**Exercise aim:** Rewrite the records below, swapping every "Indicate" for "Locate" and leaving all other text unchanged.

**Data to use:**
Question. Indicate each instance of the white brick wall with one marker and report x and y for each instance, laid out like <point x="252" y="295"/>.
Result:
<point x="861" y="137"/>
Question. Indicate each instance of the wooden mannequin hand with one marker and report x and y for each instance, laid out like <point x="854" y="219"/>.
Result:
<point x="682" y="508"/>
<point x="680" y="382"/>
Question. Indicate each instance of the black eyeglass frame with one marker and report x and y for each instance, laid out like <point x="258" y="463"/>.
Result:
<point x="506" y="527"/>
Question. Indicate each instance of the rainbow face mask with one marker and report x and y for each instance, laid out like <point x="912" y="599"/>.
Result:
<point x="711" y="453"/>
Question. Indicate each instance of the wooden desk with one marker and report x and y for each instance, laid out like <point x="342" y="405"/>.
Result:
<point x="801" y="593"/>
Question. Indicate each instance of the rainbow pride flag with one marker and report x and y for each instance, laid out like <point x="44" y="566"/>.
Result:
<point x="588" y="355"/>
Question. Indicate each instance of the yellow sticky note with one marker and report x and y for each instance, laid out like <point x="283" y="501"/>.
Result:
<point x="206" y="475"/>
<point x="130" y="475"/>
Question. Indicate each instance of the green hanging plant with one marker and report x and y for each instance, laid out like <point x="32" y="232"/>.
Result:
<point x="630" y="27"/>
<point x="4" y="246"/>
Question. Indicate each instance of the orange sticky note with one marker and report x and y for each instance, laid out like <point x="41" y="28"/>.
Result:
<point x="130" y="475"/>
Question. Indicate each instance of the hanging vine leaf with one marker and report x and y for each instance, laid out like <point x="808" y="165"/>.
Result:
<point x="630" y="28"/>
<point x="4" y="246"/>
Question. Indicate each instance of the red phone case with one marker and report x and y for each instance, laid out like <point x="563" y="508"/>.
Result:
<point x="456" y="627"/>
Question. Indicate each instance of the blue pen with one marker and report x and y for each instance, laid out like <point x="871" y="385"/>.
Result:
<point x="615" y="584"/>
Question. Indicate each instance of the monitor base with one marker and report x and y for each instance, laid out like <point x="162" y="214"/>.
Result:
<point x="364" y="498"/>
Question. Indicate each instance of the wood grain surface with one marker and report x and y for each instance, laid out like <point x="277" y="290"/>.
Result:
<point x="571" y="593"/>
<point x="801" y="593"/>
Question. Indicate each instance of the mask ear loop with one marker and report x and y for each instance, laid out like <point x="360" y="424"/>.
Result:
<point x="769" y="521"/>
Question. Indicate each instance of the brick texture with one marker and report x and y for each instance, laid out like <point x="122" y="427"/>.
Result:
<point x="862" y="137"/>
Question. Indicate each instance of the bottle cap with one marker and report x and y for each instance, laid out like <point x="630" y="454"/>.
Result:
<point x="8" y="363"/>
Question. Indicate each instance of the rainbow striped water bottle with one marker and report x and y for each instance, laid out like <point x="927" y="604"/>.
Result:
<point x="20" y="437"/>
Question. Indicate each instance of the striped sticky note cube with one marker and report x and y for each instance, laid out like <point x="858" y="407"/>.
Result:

**Response:**
Question. Locate each instance of the white brick wall with one marker and report x and y for each instance, laid out like <point x="252" y="295"/>.
Result:
<point x="861" y="137"/>
Question. Locate each instance of the wooden mannequin hand with one marker and report x and y for each instance, laid out like <point x="854" y="219"/>.
Result:
<point x="682" y="508"/>
<point x="680" y="382"/>
Question. Locate each instance of the black eyeglass frame with one marker and report x and y for each instance, laid out like <point x="258" y="463"/>.
Result:
<point x="506" y="527"/>
Question. Locate each instance of the rainbow face mask with one marker and report x and y for each instance, laid out like <point x="912" y="599"/>.
Result:
<point x="711" y="453"/>
Question. Locate each instance of the wooden desk with one marker and report x and y for each instance, laid out like <point x="342" y="405"/>.
Result:
<point x="801" y="593"/>
Question. Locate each instance of the rainbow pride flag with one marker and report x and y for each instance, laid out like <point x="44" y="566"/>.
Result:
<point x="588" y="355"/>
Question. Locate each instance of the yellow sticky note with one marker and report x and y for each instance, laid out like <point x="283" y="501"/>.
Result:
<point x="206" y="475"/>
<point x="130" y="475"/>
Question. Locate each instance of the green hanging plant with one marker and report x and y for each instance, laid out like <point x="32" y="232"/>.
Result:
<point x="630" y="27"/>
<point x="4" y="246"/>
Question. Locate each instance of the orange sticky note with one marker and report x and y for each instance, laid out like <point x="41" y="28"/>.
Result:
<point x="130" y="475"/>
Question. Locate each instance of the hanging vine leaf with one marker and report x and y for each instance, laid out like <point x="808" y="165"/>.
Result:
<point x="630" y="28"/>
<point x="4" y="246"/>
Question. Locate each instance of the red phone case with one marker and report x and y for each instance, laid out like <point x="563" y="508"/>.
Result:
<point x="456" y="627"/>
Question. Locate each instance of the blue pen with one marker and report x and y for each instance, laid out like <point x="871" y="385"/>.
Result:
<point x="615" y="584"/>
Question. Locate each instance of the monitor base with one marker and report x and y for each instance, laid out like <point x="162" y="214"/>.
Result:
<point x="364" y="498"/>
Question. Locate each instance of the wood grain surface with one marker and report x and y for each instance, laid out like <point x="277" y="290"/>.
Result:
<point x="571" y="593"/>
<point x="801" y="593"/>
Question. Locate each instance of the mask ear loop with one marker and report x and y for each instance, laid out like <point x="360" y="424"/>.
Result:
<point x="769" y="521"/>
Question. Locate each instance of the brick texture with one marker and report x and y for each instance, laid out like <point x="122" y="427"/>.
Result:
<point x="862" y="137"/>
Question. Locate each instance of the bottle cap with one marker and report x and y for each instance, laid out like <point x="630" y="454"/>.
Result:
<point x="8" y="363"/>
Question. Locate each instance of the rainbow striped water bottle with one marker and report x and y for each instance, laid out like <point x="927" y="604"/>.
Result:
<point x="20" y="437"/>
Question. Locate each instance of the striped sticky note cube with one marker and report x and y for each instance, laid out like <point x="858" y="407"/>.
Result:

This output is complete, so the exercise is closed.